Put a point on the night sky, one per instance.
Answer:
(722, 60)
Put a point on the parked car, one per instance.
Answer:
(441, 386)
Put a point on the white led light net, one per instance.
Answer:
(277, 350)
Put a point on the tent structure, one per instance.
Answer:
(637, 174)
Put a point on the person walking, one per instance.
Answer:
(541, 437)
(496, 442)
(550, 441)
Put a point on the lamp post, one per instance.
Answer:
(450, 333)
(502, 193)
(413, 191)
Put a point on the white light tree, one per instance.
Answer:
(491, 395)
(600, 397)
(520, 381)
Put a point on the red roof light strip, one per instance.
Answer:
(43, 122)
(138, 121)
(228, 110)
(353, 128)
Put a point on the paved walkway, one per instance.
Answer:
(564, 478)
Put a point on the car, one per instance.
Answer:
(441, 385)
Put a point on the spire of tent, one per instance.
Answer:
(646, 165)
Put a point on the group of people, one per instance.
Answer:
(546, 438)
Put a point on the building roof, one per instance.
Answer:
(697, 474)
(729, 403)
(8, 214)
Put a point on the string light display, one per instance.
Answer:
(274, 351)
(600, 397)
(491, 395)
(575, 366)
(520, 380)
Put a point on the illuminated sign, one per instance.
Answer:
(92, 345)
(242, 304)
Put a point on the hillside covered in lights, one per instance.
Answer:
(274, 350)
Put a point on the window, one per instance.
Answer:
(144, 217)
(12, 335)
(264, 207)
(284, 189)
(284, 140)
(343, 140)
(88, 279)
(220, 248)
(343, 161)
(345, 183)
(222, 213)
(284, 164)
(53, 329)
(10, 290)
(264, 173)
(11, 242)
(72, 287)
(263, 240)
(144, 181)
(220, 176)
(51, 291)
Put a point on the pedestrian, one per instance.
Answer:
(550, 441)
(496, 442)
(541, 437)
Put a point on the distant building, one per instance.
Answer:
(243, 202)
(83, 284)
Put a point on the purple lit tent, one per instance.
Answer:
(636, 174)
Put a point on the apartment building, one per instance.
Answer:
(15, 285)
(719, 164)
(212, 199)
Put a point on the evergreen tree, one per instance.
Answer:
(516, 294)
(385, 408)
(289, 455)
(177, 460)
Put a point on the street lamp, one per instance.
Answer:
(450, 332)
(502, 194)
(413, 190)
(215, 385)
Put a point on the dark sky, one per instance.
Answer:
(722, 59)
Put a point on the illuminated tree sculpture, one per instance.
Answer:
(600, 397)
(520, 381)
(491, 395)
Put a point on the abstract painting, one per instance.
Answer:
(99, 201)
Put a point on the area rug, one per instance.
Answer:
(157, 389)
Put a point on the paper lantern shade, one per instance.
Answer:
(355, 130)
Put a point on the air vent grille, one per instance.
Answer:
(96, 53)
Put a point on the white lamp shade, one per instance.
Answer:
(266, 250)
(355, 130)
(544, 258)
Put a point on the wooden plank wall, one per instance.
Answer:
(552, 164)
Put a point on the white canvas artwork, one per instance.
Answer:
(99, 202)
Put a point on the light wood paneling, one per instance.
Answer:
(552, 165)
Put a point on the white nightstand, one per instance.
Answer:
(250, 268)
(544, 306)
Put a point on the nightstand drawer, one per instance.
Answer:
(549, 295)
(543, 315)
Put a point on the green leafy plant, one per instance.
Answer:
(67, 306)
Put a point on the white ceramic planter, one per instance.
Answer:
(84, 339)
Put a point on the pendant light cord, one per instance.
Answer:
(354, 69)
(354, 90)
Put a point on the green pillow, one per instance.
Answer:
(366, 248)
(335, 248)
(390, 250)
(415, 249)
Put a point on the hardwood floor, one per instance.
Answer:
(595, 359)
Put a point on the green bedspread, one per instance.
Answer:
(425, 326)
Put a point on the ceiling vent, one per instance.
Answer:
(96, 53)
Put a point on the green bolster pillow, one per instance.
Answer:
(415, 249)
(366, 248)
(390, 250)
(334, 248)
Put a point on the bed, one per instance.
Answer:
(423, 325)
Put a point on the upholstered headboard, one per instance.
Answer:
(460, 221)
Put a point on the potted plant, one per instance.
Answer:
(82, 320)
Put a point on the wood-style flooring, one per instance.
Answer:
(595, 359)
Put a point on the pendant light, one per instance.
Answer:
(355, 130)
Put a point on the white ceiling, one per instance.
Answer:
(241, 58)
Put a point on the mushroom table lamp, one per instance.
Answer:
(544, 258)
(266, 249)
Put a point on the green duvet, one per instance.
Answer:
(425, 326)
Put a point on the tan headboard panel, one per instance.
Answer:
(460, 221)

• **ACTION ITEM**
The answer must be an exact reproduction of all the records.

• **TASK RESPONSE**
Put a point on the night sky, one per instance.
Answer:
(722, 60)
Put a point on the parked car, one per instance.
Answer:
(441, 386)
Put a point on the white led light net, one per instance.
Answer:
(277, 350)
Put a point on the tent structure, one per instance.
Answer:
(637, 174)
Put a point on the person walking, one per instance.
Answer:
(541, 437)
(496, 442)
(550, 441)
Put a point on the lamp post, one per instance.
Answer:
(450, 333)
(502, 193)
(413, 191)
Put a point on the white light tree, one per instance.
Answer:
(491, 395)
(600, 397)
(520, 381)
Put a point on the red roof light strip, one per instance.
Answer:
(43, 122)
(138, 121)
(228, 110)
(353, 128)
Put a point on the paved walkway, one per instance.
Answer:
(564, 478)
Put a point on the car, one per instance.
Answer:
(441, 385)
Put a point on the spire of tent, one per instance.
Answer:
(646, 165)
Put a point on the group of people, one per instance.
Answer:
(546, 438)
Put a point on the building roof, one per instance.
Answer:
(697, 474)
(729, 403)
(8, 214)
Put a point on the string light display, one per instance.
Answer:
(274, 351)
(600, 397)
(491, 395)
(575, 366)
(520, 380)
Put a point on the illuminated sign, one per instance.
Answer:
(92, 345)
(242, 304)
Put a point on the hillside covered in lights, one per instance.
Answer:
(274, 350)
Put a point on the window, one per instance.
Answer:
(144, 217)
(12, 335)
(264, 207)
(284, 189)
(284, 140)
(343, 140)
(88, 279)
(220, 248)
(343, 161)
(345, 183)
(222, 213)
(284, 164)
(53, 329)
(10, 290)
(264, 173)
(11, 242)
(72, 287)
(263, 240)
(144, 181)
(220, 176)
(51, 291)
Put a point on the pedestrian, one per instance.
Answer:
(550, 441)
(496, 442)
(541, 437)
Put a point on the distant building, one per instance.
Answer:
(243, 202)
(83, 284)
Put a point on the purple lit tent, one per instance.
Answer:
(636, 174)
Put a point on the apartment building, one per instance.
Answer:
(15, 285)
(719, 164)
(212, 199)
Put a point on the evergreen tree, one per instance.
Answer:
(516, 294)
(385, 408)
(289, 455)
(177, 460)
Put a point on the street lamp, one per instance.
Answer:
(450, 332)
(502, 194)
(413, 190)
(215, 385)
Put a point on the dark sky, one per instance.
Answer:
(722, 59)
Put a point on the illuminated tree sculpture, one per instance.
Answer:
(600, 397)
(520, 381)
(491, 395)
Put a point on the abstract painting, one per instance.
Answer:
(99, 201)
Put a point on the area rug, one per instance.
Answer:
(157, 389)
Put a point on the paper lantern shade, one per instance.
Answer:
(355, 130)
Put a point on the air vent grille, one per instance.
Answer:
(96, 53)
Put a point on the white lamp shade, one per instance.
Answer:
(266, 250)
(355, 130)
(544, 258)
Put a point on the wooden plank wall, one per instance.
Answer:
(552, 164)
Put a point on the white canvas artwork, one per instance.
Answer:
(99, 202)
Put a point on the light wood paneling, one per instance.
Answer:
(552, 165)
Put a point on the white nightstand, one per instance.
Answer:
(250, 268)
(544, 306)
Put a point on the nightstand drawer, one per instance.
Answer:
(549, 295)
(543, 315)
Put a point on the green leafy plant, one per instance.
Answer:
(67, 306)
Put a point on the white ceramic planter, one per instance.
Answer:
(84, 339)
Put a point on the pendant light cord, one per instance.
Answer:
(354, 69)
(354, 90)
Put a point on the green pillow, one per instance.
Answer:
(366, 248)
(335, 248)
(390, 250)
(415, 249)
Put a point on the hardwood floor, one per instance.
Answer:
(595, 359)
Put a point on the green bedspread, one per instance.
Answer:
(425, 326)
Put a point on the ceiling vent, one per instance.
Answer:
(96, 53)
Put a point on the green bolster pillow, one per instance.
Answer:
(415, 249)
(366, 248)
(390, 250)
(334, 248)
Put a point on the bed, one per instance.
Answer:
(423, 325)
Put a point on the upholstered headboard, one per instance.
Answer:
(460, 221)
Put a point on the potted plant, one per instance.
Answer:
(82, 320)
Put a point on the wood-style flooring, one per instance.
Answer:
(595, 359)
Put a point on the pendant light, one per instance.
Answer:
(355, 130)
Put a point on the white ceiling, one per instance.
Answer:
(241, 58)
Put a point on the mushroom table lamp, one per instance.
Answer:
(544, 258)
(266, 249)
Put a point on the green duvet, one per instance.
Answer:
(425, 326)
Put a point on the tan headboard panel, one per instance.
Answer:
(460, 221)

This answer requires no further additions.